▸ **TEXT SEGMENT**

◆ ◆ ◆

[Bioperl-pipeline] xml dir housekeeping

Thu Jan 30 11:19:38 EST 2003

> > On writing pipeline tests, pipeline tests should  be file based, 
> > meaning it doesn't assume the availability of biosql or ensembl or 
> > other schema. Also no hardcoding.  Within the xml, one can add the 
> > various adaptors and stuff but commented out for testing purposes.
> 
> Juguang, if any of this is not clear please let us know, so that we 
> make sure any of your XMLs are up to speed.

Hi Shawn, Elia and Kiran,

Sure, I agreed with the idea of dev directory for xml. However, I am thinking about the pipeline test with ensembl. Mainly, as you know, the converter stuff is designed to convert objects between bioperl and ensembl so far, so that pipeline can make full use of huge data set, rather than flatfile. The problem raises that whether we need to test the instance of converter through running a pipeline OR without pipeline. In the case of ensembl series converter, it does not make sense if not storing into db. Right?

◆ ◆ ◆

▸ **RECORDED DATA**
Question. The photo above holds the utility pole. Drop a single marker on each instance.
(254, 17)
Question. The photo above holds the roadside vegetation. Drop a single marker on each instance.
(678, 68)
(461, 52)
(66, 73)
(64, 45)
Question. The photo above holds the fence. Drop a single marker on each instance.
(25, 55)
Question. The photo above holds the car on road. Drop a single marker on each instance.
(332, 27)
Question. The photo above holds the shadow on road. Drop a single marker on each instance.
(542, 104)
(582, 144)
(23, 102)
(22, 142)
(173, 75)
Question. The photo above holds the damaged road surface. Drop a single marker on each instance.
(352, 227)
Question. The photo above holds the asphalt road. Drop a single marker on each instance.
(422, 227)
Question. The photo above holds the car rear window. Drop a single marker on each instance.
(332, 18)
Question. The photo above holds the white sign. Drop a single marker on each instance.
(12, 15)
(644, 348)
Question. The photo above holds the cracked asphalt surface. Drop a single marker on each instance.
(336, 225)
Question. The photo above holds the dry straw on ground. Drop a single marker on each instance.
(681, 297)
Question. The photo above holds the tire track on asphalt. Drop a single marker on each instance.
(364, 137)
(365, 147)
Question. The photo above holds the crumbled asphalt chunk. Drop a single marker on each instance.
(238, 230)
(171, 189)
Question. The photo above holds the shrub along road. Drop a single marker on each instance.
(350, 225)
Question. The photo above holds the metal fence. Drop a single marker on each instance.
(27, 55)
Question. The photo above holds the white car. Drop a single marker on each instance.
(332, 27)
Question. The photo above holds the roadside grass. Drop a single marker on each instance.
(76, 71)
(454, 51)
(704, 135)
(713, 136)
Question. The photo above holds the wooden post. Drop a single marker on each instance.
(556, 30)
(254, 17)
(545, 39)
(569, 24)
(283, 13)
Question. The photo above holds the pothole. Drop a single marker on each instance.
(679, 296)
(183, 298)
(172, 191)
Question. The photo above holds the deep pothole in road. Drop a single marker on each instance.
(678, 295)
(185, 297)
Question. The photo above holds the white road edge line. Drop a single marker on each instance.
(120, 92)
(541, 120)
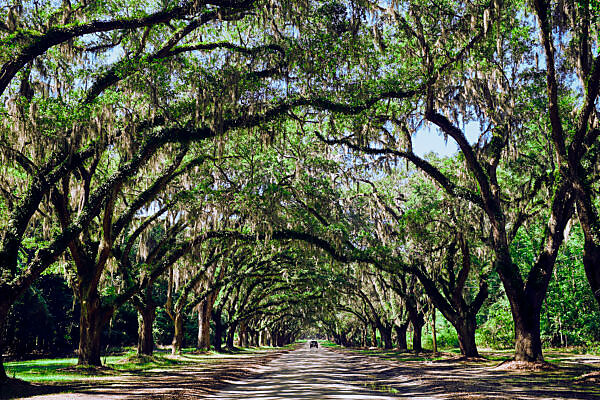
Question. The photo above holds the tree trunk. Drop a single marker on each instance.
(243, 335)
(91, 322)
(433, 331)
(386, 337)
(146, 316)
(218, 336)
(417, 331)
(465, 328)
(177, 334)
(373, 335)
(528, 344)
(4, 308)
(591, 264)
(231, 336)
(401, 336)
(204, 314)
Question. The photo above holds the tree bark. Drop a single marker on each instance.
(204, 314)
(91, 322)
(528, 344)
(591, 264)
(465, 329)
(177, 334)
(4, 308)
(219, 330)
(417, 325)
(401, 335)
(386, 337)
(231, 336)
(146, 318)
(373, 335)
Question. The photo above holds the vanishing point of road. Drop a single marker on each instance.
(307, 374)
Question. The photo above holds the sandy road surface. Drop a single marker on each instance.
(307, 374)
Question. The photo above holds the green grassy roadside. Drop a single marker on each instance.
(65, 370)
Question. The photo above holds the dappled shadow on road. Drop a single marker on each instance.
(452, 379)
(340, 374)
(308, 374)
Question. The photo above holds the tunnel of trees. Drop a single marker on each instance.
(240, 172)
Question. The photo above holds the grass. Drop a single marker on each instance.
(62, 370)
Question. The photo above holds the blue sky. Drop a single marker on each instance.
(431, 139)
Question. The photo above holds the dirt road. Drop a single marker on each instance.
(308, 374)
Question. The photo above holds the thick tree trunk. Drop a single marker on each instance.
(528, 344)
(91, 322)
(373, 335)
(243, 335)
(231, 336)
(401, 336)
(386, 337)
(417, 332)
(146, 316)
(465, 329)
(218, 336)
(177, 334)
(204, 314)
(591, 264)
(4, 308)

◆ ◆ ◆

▸ **EXERCISE**
Repeat the portion of the mailing-list message starting at "Hi Shawn, Elia" and ending at "into db. Right?". Rely solely on the mailing-list message about XML directory housekeeping.

▸ **RESULT OF THE TASK**
Hi Shawn, Elia and Kiran,

Sure, I agreed with the idea of dev directory for xml. However, I am thinking about the pipeline test with ensembl. Mainly, as you know, the converter stuff is designed to convert objects between bioperl and ensembl so far, so that pipeline can make full use of huge data set, rather than flatfile. The problem raises that whether we need to test the instance of converter through running a pipeline OR without pipeline. In the case of ensembl series converter, it does not make sense if not storing into db. Right?